Excerpted passage –
☆ ☆ ☆

Source code for sbi.inference.trainers.nre.nre_c

# This file is part of sbi, a toolkit for simulation-based inference. sbi is licensed
# under the Apache License Version 2.0, see <https://www.apache.org/licenses/>

from typing import Dict, Optional, Sequence, Tuple, Union

import torch
from torch import Tensor
from torch.distributions import Distribution
from torch.utils.tensorboard.writer import SummaryWriter

from sbi.inference.trainers._contracts import LossArgs, LossArgsNRE_C
from sbi.inference.trainers.nre.nre_base import (
    RatioEstimatorTrainer,
)
from sbi.neural_nets.estimators.base import ConditionalEstimatorBuilder
from sbi.neural_nets.ratio_estimators import RatioEstimator
from sbi.sbi_types import Tracker
from sbi.utils.sbiutils import del_entries
from sbi.utils.torchutils import assert_all_finite



[docs]
class NRE_C(RatioEstimatorTrainer):
    r"""Neural Ratio Estimation (NRE-C / CNRE) as in Miller et al. (2022) [1].

    NRE-C generalizes NRE-A and NRE-B using a "multi-class sigmoid" loss that
    ensures the estimated ratio $p(\theta,x)/p(\theta)p(x)$ is exact at optimum
    in the first round. This addresses the issue that NRE-B's ratio is only defined
    up to an arbitrary function of $x$. NRE-C provides more accurate ratio estimates
    while maintaining the benefits of contrastive learning.

    [1] *Contrastive Neural Ratio Estimation*, Benjamin Kurt Miller, et al.,
        NeurIPS 2022, https://arxiv.org/abs/2210.06170

    Example:
    --------

    ::

        import torch
        from sbi.inference import NRE_C
        from sbi.utils import BoxUniform

        # 1. Setup prior and simulate data
        prior = BoxUniform(low=torch.zeros(3), high=torch.ones(3))
        theta = prior.sample((100,))
        x = theta + torch.randn_like(theta) * 0.1

        # 2. Train ratio estimator
        inference = NRE_C(prior=prior)
        ratio_estimator = inference.append_simulations(theta, x).train(num_classes=5)

        # 3. Build posterior
        posterior = inference.build_posterior(ratio_estimator)

        # 4. Sample from posterior
        x_o = torch.randn(1, 3)
        samples = posterior.sample((1000,), x=x_o)
    """

    def __init__(
        self,
        prior: Optional[Distribution] = None,
        classifier: Union[str, ConditionalEstimatorBuilder[RatioEstimator]] = "resnet",
        device: str = "cpu",
        logging_level: Union[int, str] = "warning",
        summary_writer: Optional[SummaryWriter] = None,
        tracker: Optional[Tracker] = None,
        show_progress_bars: bool = True,
    ):
        r"""Initialize NRE-C.

☆ ☆ ☆

What you need to do –
Return the passage of the NRE-C source code from "# 3. Build posterior" to "x_o = torch.randn(1, 3)", copied word for word. The lines after this play no part here.

☆ ☆ ☆

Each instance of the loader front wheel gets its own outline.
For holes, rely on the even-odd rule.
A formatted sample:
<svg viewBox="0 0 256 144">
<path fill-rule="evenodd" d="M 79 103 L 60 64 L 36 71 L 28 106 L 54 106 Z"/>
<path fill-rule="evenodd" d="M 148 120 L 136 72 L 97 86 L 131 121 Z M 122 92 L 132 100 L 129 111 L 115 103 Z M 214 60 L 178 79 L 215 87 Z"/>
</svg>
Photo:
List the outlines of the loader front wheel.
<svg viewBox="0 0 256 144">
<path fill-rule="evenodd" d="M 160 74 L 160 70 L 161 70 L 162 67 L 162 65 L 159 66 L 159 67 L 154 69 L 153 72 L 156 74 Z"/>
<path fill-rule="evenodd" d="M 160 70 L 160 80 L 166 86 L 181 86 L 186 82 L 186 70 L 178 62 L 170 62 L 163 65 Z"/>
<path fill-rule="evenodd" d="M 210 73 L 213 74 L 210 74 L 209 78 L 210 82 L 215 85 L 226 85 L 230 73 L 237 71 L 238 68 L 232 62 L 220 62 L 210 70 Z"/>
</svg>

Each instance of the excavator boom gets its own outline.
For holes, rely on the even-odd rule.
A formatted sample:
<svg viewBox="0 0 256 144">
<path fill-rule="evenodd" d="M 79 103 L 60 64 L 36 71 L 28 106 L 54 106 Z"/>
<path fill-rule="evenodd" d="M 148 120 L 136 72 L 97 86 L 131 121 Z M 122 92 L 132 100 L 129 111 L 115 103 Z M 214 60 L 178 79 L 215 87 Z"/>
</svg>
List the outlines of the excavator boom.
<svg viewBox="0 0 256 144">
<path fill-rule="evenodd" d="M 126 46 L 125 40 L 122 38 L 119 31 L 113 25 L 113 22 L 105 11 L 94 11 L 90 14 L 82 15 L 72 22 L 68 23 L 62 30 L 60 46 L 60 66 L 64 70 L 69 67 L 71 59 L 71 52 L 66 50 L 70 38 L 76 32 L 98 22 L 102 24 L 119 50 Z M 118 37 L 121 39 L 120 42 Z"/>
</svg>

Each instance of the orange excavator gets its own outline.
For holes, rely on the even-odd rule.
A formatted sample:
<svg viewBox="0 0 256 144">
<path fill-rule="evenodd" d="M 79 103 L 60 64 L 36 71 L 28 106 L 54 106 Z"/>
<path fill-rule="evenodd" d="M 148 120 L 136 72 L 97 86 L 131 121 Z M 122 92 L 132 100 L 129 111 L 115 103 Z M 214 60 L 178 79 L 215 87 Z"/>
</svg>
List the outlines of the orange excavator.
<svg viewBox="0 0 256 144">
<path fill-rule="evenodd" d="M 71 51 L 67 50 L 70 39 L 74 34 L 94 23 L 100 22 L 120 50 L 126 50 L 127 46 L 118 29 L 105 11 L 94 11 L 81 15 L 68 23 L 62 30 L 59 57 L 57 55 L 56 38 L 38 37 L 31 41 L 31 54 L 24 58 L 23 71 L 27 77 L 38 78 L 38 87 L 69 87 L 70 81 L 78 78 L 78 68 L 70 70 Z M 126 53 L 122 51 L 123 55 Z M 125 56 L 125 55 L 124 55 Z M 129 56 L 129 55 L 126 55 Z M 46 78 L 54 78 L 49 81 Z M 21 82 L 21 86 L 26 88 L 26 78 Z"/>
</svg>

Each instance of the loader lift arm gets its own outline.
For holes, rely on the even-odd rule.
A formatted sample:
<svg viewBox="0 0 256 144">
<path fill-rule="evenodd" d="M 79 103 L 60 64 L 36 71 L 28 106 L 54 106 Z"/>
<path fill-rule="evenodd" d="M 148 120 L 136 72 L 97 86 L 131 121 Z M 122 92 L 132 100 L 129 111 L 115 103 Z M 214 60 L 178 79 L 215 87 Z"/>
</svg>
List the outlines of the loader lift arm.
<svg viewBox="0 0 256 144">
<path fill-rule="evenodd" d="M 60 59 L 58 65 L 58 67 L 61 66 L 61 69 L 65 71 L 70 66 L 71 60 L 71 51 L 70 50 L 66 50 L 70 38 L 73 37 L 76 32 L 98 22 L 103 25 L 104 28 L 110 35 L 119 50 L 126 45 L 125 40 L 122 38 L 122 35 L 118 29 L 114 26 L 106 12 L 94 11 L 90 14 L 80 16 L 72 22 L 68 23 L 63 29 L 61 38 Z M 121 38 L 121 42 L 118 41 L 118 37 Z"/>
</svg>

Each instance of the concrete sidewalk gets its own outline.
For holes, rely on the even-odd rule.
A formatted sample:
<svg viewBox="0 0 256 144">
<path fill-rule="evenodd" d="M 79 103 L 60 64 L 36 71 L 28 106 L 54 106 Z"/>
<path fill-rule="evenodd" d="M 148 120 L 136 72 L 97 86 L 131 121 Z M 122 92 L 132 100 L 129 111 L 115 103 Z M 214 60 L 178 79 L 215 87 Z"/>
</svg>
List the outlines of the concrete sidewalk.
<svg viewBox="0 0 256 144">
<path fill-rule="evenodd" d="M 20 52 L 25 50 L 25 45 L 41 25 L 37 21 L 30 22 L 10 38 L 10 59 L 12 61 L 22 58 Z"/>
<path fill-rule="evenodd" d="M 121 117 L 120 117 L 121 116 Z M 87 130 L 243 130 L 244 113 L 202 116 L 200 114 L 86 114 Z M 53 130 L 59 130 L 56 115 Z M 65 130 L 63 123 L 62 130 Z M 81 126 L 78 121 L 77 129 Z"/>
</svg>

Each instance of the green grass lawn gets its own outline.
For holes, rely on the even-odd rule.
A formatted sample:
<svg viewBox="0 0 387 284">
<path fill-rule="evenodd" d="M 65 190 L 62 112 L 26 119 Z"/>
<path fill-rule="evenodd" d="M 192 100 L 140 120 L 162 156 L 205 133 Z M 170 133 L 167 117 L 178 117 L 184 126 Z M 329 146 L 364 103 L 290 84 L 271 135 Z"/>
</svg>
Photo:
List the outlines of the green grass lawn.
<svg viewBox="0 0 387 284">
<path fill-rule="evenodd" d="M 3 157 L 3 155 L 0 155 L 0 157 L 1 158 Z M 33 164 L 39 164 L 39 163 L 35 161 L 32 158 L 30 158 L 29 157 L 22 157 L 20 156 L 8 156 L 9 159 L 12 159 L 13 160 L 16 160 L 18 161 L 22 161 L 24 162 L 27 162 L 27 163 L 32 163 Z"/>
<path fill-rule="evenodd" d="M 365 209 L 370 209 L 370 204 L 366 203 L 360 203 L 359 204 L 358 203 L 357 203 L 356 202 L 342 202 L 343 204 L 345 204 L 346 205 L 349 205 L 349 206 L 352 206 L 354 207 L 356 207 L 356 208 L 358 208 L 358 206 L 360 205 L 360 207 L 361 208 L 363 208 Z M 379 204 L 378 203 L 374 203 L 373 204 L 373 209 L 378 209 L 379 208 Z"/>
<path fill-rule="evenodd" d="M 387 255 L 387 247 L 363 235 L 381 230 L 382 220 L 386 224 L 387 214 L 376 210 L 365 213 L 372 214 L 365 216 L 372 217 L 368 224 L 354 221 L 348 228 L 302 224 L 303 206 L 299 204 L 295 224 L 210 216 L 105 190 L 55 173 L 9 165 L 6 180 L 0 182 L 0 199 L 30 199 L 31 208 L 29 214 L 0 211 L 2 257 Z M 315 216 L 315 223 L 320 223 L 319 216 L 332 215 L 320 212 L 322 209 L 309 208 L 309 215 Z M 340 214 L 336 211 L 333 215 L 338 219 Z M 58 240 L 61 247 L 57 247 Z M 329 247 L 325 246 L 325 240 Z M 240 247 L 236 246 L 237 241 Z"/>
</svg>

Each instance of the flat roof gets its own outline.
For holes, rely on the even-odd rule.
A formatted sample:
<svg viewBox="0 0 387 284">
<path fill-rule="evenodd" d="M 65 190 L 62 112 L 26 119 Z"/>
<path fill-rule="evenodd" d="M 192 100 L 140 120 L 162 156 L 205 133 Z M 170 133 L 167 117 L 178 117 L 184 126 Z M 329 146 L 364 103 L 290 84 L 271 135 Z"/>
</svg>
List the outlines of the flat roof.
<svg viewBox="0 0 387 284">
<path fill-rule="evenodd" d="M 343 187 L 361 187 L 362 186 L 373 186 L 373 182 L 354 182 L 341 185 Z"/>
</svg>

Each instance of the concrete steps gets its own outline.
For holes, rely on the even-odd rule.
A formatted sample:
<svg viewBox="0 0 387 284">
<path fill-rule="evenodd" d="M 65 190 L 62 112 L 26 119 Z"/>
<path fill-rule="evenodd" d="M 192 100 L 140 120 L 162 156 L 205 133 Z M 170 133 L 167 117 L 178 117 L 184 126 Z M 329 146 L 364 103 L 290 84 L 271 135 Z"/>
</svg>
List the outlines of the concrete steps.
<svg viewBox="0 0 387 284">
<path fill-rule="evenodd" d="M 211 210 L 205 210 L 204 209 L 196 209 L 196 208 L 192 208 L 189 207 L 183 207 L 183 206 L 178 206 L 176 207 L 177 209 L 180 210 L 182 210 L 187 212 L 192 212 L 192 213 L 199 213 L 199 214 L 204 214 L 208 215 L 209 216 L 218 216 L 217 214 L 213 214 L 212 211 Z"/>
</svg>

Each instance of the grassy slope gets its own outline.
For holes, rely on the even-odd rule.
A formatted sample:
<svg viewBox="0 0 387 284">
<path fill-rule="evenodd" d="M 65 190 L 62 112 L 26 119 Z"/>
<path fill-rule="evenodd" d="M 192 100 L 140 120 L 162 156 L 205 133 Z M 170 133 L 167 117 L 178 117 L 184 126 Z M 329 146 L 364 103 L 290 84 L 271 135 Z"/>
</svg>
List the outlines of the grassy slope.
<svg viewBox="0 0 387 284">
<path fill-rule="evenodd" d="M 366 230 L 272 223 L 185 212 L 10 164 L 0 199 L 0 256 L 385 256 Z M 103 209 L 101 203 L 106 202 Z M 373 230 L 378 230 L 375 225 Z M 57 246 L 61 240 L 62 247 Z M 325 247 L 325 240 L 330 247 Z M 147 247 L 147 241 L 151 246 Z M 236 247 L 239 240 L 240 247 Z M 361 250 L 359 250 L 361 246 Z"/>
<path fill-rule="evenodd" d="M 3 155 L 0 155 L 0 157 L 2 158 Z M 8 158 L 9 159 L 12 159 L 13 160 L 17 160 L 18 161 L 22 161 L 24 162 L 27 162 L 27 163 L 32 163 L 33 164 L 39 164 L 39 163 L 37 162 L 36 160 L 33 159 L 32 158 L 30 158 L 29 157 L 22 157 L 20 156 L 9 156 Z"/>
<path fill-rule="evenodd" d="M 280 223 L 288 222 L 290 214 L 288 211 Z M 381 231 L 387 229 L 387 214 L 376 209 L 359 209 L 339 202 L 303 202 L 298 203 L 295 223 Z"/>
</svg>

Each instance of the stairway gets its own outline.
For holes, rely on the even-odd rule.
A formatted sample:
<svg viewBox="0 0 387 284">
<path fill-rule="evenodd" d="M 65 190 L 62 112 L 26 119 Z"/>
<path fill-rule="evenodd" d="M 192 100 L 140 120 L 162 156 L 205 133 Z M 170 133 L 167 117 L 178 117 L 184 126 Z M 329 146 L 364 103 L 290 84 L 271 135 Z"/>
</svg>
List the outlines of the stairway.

☆ ☆ ☆

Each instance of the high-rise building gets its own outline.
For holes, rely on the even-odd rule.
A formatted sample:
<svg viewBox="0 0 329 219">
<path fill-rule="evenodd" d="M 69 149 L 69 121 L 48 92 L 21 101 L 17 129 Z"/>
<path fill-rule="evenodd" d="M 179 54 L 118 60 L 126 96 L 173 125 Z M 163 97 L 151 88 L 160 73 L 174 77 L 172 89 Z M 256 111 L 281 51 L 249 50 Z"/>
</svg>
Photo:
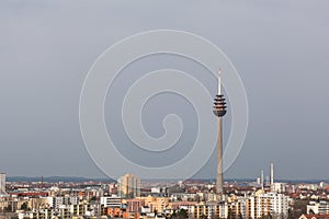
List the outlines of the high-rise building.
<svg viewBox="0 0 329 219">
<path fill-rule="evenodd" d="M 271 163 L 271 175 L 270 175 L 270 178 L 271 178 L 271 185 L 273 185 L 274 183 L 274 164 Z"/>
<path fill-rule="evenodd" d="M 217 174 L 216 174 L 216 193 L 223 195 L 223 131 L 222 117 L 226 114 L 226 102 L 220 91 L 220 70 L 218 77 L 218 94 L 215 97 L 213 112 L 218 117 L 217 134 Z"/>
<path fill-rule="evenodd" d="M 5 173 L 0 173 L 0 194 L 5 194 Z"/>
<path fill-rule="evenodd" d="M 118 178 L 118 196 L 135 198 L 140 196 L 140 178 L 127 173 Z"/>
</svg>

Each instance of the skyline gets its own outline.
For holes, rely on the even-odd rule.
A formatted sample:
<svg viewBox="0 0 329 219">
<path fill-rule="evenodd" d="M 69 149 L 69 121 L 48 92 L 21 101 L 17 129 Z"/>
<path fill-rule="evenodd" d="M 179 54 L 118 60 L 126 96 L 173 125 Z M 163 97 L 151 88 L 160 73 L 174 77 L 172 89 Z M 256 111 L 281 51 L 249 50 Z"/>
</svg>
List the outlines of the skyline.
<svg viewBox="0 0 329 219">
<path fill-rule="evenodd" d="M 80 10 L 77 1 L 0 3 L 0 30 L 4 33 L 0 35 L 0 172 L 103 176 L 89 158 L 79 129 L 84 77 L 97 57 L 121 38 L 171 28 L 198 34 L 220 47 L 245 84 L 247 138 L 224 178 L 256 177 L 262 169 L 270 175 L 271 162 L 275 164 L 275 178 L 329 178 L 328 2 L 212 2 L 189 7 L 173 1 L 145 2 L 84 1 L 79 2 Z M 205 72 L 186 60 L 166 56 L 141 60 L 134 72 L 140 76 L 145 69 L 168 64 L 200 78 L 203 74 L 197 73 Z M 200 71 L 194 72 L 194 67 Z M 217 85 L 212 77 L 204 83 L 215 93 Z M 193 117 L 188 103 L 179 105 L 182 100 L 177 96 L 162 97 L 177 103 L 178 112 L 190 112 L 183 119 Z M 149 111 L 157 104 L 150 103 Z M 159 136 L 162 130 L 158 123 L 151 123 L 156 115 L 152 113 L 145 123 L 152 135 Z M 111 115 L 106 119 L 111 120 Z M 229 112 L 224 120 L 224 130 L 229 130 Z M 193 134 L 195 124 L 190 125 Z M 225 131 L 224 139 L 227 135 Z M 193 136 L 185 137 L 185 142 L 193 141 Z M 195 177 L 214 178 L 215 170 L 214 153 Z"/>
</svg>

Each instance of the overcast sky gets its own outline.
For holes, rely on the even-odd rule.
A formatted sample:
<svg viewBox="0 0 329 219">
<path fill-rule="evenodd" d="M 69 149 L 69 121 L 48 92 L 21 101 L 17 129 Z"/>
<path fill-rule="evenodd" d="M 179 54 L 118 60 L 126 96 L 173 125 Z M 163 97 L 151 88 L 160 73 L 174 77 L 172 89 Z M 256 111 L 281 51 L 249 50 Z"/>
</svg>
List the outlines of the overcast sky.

☆ ☆ ☆

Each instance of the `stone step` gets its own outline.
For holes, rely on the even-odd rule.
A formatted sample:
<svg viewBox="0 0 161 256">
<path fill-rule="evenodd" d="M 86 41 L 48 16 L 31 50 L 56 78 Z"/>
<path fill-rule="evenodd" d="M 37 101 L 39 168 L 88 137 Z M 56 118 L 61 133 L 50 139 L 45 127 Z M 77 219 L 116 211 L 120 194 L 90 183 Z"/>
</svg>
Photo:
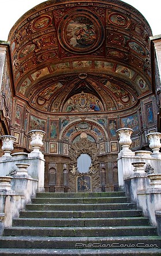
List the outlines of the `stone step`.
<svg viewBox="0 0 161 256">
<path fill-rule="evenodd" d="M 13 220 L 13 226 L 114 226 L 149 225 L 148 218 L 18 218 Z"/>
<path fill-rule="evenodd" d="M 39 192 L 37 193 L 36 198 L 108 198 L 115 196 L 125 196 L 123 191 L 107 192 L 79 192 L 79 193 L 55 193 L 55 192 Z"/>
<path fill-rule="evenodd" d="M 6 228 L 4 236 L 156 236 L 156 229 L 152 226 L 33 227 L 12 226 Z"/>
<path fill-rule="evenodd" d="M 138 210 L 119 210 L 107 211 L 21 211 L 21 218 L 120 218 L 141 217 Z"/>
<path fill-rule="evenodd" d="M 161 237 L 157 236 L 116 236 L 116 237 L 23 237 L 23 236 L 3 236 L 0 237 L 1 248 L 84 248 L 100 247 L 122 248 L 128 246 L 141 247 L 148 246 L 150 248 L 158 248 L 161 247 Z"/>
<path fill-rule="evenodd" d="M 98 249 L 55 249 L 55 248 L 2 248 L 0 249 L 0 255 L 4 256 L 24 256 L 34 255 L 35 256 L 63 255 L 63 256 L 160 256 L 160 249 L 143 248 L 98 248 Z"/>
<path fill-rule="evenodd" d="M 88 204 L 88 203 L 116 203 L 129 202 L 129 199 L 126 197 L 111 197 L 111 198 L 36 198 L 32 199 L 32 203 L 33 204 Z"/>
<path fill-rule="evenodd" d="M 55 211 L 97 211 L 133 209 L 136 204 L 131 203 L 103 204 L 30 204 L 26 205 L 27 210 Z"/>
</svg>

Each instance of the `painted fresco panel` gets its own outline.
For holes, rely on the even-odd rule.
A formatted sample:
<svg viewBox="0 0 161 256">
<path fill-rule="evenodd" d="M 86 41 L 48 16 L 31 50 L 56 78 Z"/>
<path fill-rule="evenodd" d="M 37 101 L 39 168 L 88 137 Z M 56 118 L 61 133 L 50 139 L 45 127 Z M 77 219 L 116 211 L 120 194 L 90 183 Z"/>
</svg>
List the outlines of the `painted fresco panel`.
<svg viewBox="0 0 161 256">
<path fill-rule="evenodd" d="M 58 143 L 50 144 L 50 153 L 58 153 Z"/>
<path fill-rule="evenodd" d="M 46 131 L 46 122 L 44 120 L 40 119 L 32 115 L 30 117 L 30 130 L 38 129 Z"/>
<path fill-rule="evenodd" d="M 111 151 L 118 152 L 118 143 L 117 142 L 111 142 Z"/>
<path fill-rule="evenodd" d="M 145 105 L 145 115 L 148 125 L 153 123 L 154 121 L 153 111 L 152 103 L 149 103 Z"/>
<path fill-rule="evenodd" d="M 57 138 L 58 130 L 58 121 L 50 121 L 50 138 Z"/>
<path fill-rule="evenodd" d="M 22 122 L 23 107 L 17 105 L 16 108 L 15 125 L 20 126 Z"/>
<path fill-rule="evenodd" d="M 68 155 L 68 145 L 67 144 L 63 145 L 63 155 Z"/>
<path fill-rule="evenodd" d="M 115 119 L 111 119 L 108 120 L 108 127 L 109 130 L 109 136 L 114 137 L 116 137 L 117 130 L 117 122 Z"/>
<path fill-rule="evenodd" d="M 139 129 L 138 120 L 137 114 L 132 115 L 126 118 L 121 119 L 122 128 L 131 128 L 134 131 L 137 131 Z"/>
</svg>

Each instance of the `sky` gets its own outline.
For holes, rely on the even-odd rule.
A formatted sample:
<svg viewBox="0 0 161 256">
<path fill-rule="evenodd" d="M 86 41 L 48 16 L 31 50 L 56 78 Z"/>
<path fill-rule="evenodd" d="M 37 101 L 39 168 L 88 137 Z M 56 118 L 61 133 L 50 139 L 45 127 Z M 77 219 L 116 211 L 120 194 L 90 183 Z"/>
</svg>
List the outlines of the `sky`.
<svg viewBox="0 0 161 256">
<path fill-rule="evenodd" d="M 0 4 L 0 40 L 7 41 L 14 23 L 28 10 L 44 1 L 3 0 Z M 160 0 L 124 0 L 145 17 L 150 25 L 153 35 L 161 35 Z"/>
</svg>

☆ ☆ ☆

Task output –
# 3. Build posterior
        posterior = inference.build_posterior(ratio_estimator)

        # 4. Sample from posterior
        x_o = torch.randn(1, 3)